» What the exercise asks
Omit every picture while you reproduce the entries that follow word for word.

» Record extracts
== Segment start ==
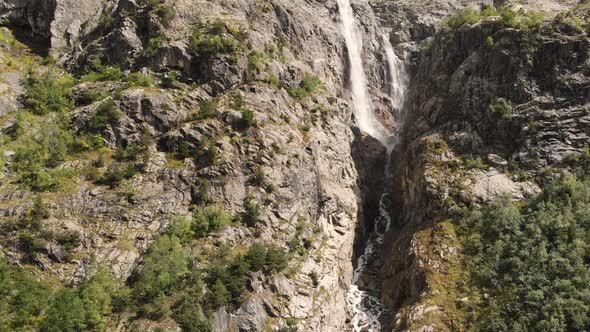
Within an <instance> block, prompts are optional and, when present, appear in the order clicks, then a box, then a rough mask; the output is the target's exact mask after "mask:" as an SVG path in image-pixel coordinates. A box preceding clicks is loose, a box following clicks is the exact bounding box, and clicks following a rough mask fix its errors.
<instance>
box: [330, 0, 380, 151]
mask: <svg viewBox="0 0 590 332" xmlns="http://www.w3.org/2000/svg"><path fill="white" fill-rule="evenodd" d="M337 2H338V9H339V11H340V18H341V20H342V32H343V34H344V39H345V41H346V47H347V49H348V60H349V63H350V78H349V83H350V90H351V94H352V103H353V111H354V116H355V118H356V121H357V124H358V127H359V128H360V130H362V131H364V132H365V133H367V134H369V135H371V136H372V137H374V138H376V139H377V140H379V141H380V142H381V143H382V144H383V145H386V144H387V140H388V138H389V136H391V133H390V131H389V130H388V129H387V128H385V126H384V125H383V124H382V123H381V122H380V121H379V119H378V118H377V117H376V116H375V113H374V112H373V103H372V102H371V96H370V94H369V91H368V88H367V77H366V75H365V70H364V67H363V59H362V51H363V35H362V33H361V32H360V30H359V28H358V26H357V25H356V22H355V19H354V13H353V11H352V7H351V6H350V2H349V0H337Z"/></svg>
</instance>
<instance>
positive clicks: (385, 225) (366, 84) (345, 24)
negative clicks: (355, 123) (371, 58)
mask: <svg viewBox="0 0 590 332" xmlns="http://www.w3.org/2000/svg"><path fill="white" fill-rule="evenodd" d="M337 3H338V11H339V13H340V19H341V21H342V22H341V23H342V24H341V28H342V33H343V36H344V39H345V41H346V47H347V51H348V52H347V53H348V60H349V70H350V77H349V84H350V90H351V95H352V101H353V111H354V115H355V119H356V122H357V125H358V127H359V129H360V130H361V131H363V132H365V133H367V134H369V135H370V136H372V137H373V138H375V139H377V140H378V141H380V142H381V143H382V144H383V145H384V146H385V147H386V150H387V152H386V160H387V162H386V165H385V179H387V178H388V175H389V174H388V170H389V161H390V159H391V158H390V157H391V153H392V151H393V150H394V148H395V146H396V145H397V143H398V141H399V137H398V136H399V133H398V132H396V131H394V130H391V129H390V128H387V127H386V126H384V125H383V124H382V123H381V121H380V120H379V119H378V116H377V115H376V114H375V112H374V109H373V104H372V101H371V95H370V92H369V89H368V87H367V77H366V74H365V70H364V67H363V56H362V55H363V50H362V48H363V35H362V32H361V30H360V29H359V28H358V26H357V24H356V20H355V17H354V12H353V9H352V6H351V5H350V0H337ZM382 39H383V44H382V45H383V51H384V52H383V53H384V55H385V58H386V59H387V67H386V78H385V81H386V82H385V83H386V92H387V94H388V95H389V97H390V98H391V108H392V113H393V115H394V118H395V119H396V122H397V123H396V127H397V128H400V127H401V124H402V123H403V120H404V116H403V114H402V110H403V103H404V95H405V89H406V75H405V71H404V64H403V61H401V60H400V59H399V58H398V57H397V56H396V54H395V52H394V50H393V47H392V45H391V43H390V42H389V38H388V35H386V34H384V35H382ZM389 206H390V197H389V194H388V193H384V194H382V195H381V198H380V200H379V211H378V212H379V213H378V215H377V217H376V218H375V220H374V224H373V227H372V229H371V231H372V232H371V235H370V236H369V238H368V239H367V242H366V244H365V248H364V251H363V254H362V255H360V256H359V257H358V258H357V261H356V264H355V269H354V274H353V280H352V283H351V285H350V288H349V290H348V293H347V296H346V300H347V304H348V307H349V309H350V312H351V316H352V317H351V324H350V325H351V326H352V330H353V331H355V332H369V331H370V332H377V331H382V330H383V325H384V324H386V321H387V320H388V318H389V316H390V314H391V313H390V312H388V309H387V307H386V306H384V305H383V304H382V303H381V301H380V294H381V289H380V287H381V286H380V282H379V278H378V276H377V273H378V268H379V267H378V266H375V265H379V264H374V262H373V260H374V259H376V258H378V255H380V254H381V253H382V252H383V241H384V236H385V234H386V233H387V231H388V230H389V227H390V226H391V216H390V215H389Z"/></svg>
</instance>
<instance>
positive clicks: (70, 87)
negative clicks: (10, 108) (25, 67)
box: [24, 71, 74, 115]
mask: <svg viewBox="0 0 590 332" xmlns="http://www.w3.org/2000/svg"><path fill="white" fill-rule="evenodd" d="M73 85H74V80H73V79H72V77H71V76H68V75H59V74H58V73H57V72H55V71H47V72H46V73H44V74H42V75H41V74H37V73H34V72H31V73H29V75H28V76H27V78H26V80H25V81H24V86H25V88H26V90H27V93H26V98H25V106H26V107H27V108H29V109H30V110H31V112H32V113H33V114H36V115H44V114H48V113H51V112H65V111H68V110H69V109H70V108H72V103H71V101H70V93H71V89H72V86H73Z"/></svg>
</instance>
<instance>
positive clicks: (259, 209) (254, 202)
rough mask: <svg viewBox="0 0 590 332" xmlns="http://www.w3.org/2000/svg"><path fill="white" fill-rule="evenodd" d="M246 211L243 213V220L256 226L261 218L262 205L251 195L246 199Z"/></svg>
== Segment end ==
» Your solution
Within an <instance> block, prompts are optional and, when present, appear in the order clicks, then a box, then a rough mask; the output is the target's exact mask after "mask:" as an SVG path in image-pixel coordinates. A box preceding clicks is loose, a box following clicks is the exact bounding box, and clicks following a rough mask fix its errors.
<instance>
box: [330, 0, 380, 151]
mask: <svg viewBox="0 0 590 332" xmlns="http://www.w3.org/2000/svg"><path fill="white" fill-rule="evenodd" d="M337 2H338V9H339V11H340V18H341V20H342V32H343V34H344V39H345V41H346V47H347V49H348V60H349V63H350V78H349V83H350V90H351V94H352V103H353V111H354V116H355V118H356V121H357V124H358V127H359V128H360V130H362V131H364V132H365V133H367V134H369V135H371V136H372V137H374V138H376V139H377V140H379V141H380V142H381V143H382V144H383V145H386V144H387V140H388V138H389V136H391V133H390V131H389V130H388V129H387V128H385V126H384V125H383V124H382V123H381V122H380V121H379V119H378V118H377V117H376V116H375V113H374V112H373V103H372V102H371V96H370V94H369V91H368V88H367V77H366V75H365V70H364V67H363V59H362V51H363V35H362V33H361V32H360V30H359V28H358V26H357V25H356V22H355V19H354V13H353V11H352V7H351V6H350V2H349V0H337Z"/></svg>
</instance>
<instance>
positive clicks: (385, 225) (366, 84) (345, 24)
negative clicks: (355, 123) (371, 58)
mask: <svg viewBox="0 0 590 332" xmlns="http://www.w3.org/2000/svg"><path fill="white" fill-rule="evenodd" d="M337 3H338V11H339V13H340V19H341V21H342V22H341V23H342V24H341V28H342V33H343V36H344V39H345V41H346V47H347V51H348V52H347V53H348V60H349V70H350V77H349V84H350V90H351V95H352V101H353V111H354V115H355V119H356V122H357V125H358V127H359V129H360V130H361V131H363V132H365V133H367V134H369V135H370V136H372V137H373V138H375V139H377V140H378V141H380V142H381V143H382V144H383V145H384V146H385V147H386V150H387V152H386V160H387V162H386V165H385V179H387V178H388V175H389V174H388V170H389V161H390V159H391V158H390V157H391V153H392V151H393V150H394V148H395V146H396V145H397V143H398V141H399V137H398V136H399V133H398V132H396V131H394V130H391V129H390V128H387V127H386V126H384V125H383V124H382V123H381V121H380V120H379V119H378V116H377V115H376V114H375V112H374V109H373V104H372V101H371V95H370V92H369V89H368V87H367V77H366V74H365V70H364V67H363V56H362V55H363V50H362V48H363V35H362V32H361V30H360V29H359V28H358V26H357V24H356V20H355V17H354V12H353V9H352V6H351V5H350V0H337ZM382 39H383V44H382V45H383V51H384V52H383V53H384V55H385V58H386V59H387V67H386V78H385V81H386V82H385V83H386V92H387V94H388V95H389V97H390V98H391V108H392V113H393V115H394V118H395V119H396V122H397V123H396V127H397V128H400V127H401V124H402V123H403V120H404V116H403V114H402V110H403V103H404V95H405V89H406V75H405V71H404V64H403V61H401V60H400V59H399V58H398V57H397V56H396V54H395V52H394V50H393V47H392V45H391V43H390V42H389V38H388V35H386V34H384V35H382ZM389 206H390V197H389V194H388V193H384V194H382V195H381V198H380V200H379V211H378V212H379V213H378V215H377V217H376V218H375V220H374V224H373V227H372V229H371V231H372V232H371V235H370V236H369V238H368V239H367V242H366V244H365V248H364V251H363V254H362V255H360V256H359V257H358V258H357V261H356V264H355V269H354V274H353V280H352V283H351V285H350V288H349V290H348V293H347V296H346V300H347V304H348V307H349V309H350V312H351V316H352V317H351V324H350V325H351V326H352V330H353V331H355V332H369V331H370V332H377V331H382V330H383V325H384V324H386V321H387V320H388V318H389V316H390V314H391V313H390V312H388V309H387V307H386V306H384V305H383V304H382V303H381V301H380V294H381V289H380V287H381V286H380V282H379V278H378V276H377V273H378V268H379V267H378V266H375V265H379V264H374V262H373V260H374V259H376V258H378V255H380V254H381V253H382V252H383V241H384V236H385V234H386V233H387V231H388V230H389V227H390V226H391V216H390V215H389Z"/></svg>
</instance>
<instance>
positive clicks: (70, 87)
negative clicks: (10, 108) (25, 67)
box: [24, 71, 74, 115]
mask: <svg viewBox="0 0 590 332" xmlns="http://www.w3.org/2000/svg"><path fill="white" fill-rule="evenodd" d="M73 85H74V80H73V79H72V77H71V76H68V75H59V74H58V73H57V72H55V71H47V72H46V73H44V74H42V75H41V74H37V73H34V72H31V73H29V75H28V76H27V78H26V80H25V81H24V86H25V88H26V90H27V93H26V98H25V106H26V107H27V108H29V109H30V110H31V112H32V113H33V114H36V115H44V114H48V113H51V112H65V111H68V110H69V109H70V108H72V103H71V101H70V93H71V89H72V86H73Z"/></svg>
</instance>
<instance>
positive clicks: (259, 209) (254, 202)
rough mask: <svg viewBox="0 0 590 332" xmlns="http://www.w3.org/2000/svg"><path fill="white" fill-rule="evenodd" d="M246 211L243 213V220L256 226L261 218L262 205L251 195L246 199Z"/></svg>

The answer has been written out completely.